搜索文档树
1、Beautiful Soup定义了很多搜索方法,这里着重介绍2个: find() 和 find_all()
2、使用find_all()类似的方法可以查找到想要查找的文档内容
3、任意BeautifulSoup对象或Tag对象都可以调用 find() 和 find_all()方法来查询其下面的标签
过滤器
1、介绍find_all()方法前,先介绍一下过滤器的类型,这些过滤器贯穿整个搜索的API。过滤器可以被用在tag的name中,节点的属性中,字符串中或他们的混合中
2、过滤器只能作为搜索文档的参数,或者说应该叫参数类型更为贴切(即需要查找什么,就将其作为find_all()类似方法的参数)
字符串
最简单的过滤器是字符串(标签对名)。在搜索方法中传入一个字符串参数,BeautifulSoup会查找与字符串完整匹配的内容
例1:查找文档中所有的<b>标签
from bs4 import BeautifulSoup #导入bs4库
html = """
<html><head><title>The Dormouse's story</title></head>
<body>
<p class="title" name="dromouse"><b>The Dormouse's story</b></p>
<p class="story">Once upon a time there were three little sisters; and their names were
<a href="http://example.com/elsie" class="sister" id="link1"><!-- Elsie --></a>,
<a href="http://example.com/lacie" class="sister" id="link2">Lacie</a> and
<a href="http://example.com/tillie" class="sister" id="link3">Tillie</a>;
and they lived at the bottom of a well.</p>
<p class="story">...</p>
"""
soup = BeautifulSoup(html,"lxml")#指定解析器
tag_p = soup.find_all("p")
print(tag_p)
tag_b = soup.find_all("b")#b标签对是内嵌在第一个p标签对中的
print(tag_b)
tag_a = soup.find_all("a")#a标签对是内嵌在第二个p标签对中的
print(tag_a)
"""

──────

[任务]:
**a)** 根据这段Beautiful Soup教程，过滤器可以用在哪些地方？请全部列出。
**b)** 请引用这段Beautiful Soup教程中的一段原文，从“<html><head><title>The Dormouse's story</title></head>”开始，一直到“print(tag_p)”为止。
**c)** 这段Beautiful Soup教程中，最简单的过滤器是什么？
这些记录在此不起任何作用。

[数据集中包含的记录]
──────

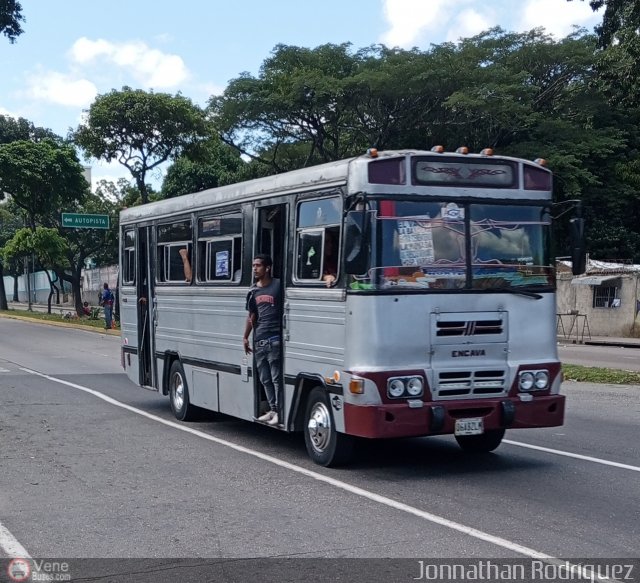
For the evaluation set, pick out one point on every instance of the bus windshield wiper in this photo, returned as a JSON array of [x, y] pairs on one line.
[[515, 290]]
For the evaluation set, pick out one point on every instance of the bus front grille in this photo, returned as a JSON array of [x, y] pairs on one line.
[[476, 383]]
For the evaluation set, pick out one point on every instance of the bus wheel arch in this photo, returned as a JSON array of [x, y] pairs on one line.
[[325, 445], [179, 393]]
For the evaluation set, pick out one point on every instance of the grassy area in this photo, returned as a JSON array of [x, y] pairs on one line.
[[57, 315], [588, 374]]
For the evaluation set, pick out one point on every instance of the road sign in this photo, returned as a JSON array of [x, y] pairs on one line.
[[79, 221]]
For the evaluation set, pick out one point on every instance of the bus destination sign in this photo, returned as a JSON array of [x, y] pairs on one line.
[[80, 221]]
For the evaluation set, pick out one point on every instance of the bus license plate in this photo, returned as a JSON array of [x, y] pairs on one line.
[[469, 426]]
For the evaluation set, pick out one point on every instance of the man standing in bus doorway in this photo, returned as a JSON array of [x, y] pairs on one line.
[[106, 301], [264, 304]]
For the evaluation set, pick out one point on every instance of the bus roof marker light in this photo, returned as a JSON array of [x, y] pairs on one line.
[[356, 386]]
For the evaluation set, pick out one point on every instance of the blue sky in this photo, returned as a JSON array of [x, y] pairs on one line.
[[73, 50]]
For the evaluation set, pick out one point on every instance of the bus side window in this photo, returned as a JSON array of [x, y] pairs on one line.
[[309, 255], [174, 252], [220, 249], [330, 254]]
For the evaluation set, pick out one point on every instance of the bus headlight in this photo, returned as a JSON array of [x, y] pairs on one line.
[[395, 388], [414, 386], [526, 381], [542, 380]]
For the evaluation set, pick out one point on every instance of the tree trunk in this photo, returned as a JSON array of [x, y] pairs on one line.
[[3, 293], [46, 271]]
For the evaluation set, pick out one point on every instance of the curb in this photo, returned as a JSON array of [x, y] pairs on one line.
[[619, 344], [113, 332]]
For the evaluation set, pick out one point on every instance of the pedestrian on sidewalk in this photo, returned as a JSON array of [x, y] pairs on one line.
[[106, 301]]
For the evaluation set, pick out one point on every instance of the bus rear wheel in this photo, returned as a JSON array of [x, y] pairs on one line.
[[179, 394], [325, 445], [484, 443]]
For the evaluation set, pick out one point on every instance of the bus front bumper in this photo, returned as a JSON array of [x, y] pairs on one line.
[[439, 417]]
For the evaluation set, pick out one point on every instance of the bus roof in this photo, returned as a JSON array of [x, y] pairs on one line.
[[323, 176]]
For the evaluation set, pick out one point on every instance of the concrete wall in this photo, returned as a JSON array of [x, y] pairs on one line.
[[90, 286]]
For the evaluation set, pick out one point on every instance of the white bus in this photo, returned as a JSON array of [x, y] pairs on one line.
[[441, 318]]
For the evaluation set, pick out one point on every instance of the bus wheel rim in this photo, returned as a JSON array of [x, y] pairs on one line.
[[178, 392], [319, 427]]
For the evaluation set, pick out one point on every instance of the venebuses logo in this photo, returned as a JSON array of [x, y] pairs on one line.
[[19, 570]]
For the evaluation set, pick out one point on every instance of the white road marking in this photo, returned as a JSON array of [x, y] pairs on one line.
[[10, 545], [576, 456], [372, 496]]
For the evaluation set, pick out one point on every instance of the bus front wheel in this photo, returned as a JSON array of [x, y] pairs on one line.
[[179, 394], [484, 443], [325, 445]]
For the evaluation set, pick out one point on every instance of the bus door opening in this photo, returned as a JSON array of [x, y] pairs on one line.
[[271, 240], [145, 297]]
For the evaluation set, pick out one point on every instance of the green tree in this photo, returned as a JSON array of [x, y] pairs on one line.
[[618, 64], [215, 164], [13, 130], [81, 244], [141, 130], [10, 222], [10, 19], [43, 243], [42, 178]]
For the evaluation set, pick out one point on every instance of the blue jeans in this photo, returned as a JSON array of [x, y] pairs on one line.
[[268, 363], [108, 315]]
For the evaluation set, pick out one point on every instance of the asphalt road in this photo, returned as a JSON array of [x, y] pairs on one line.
[[93, 466]]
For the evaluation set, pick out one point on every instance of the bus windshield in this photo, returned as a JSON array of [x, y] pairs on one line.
[[448, 245]]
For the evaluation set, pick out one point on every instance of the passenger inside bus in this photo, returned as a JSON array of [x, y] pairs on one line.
[[186, 264]]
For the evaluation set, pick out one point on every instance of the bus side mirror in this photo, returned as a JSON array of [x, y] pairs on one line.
[[356, 258], [578, 250]]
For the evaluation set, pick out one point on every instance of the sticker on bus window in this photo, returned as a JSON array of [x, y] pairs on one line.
[[222, 264]]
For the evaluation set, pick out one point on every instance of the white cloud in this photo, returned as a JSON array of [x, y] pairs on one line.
[[468, 23], [150, 67], [409, 19], [61, 89], [558, 18], [8, 113]]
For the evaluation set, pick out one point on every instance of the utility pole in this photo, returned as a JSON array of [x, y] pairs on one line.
[[28, 282]]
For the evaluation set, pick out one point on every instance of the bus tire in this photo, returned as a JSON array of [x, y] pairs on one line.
[[484, 443], [179, 394], [325, 446]]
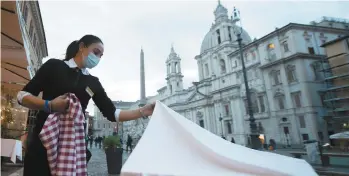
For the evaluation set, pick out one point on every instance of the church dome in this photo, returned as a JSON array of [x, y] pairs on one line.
[[224, 30]]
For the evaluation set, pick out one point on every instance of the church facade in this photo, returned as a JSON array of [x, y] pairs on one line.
[[284, 80]]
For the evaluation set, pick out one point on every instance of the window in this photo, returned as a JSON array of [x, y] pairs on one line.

──────

[回答]:
**a)** tag的name中；节点的属性中；字符串中；他们的混合中

**b)**
<html><head><title>The Dormouse's story</title></head>
<body>
<p class="title" name="dromouse"><b>The Dormouse's story</b></p>
<p class="story">Once upon a time there were three little sisters; and their names were
<a href="http://example.com/elsie" class="sister" id="link1"><!-- Elsie --></a>,
<a href="http://example.com/lacie" class="sister" id="link2">Lacie</a> and
<a href="http://example.com/tillie" class="sister" id="link3">Tillie</a>;
and they lived at the bottom of a well.</p>
<p class="story">...</p>
"""
soup = BeautifulSoup(html,"lxml")#指定解析器
tag_p = soup.find_all("p")
print(tag_p)

**c)** 字符串(标签对名)。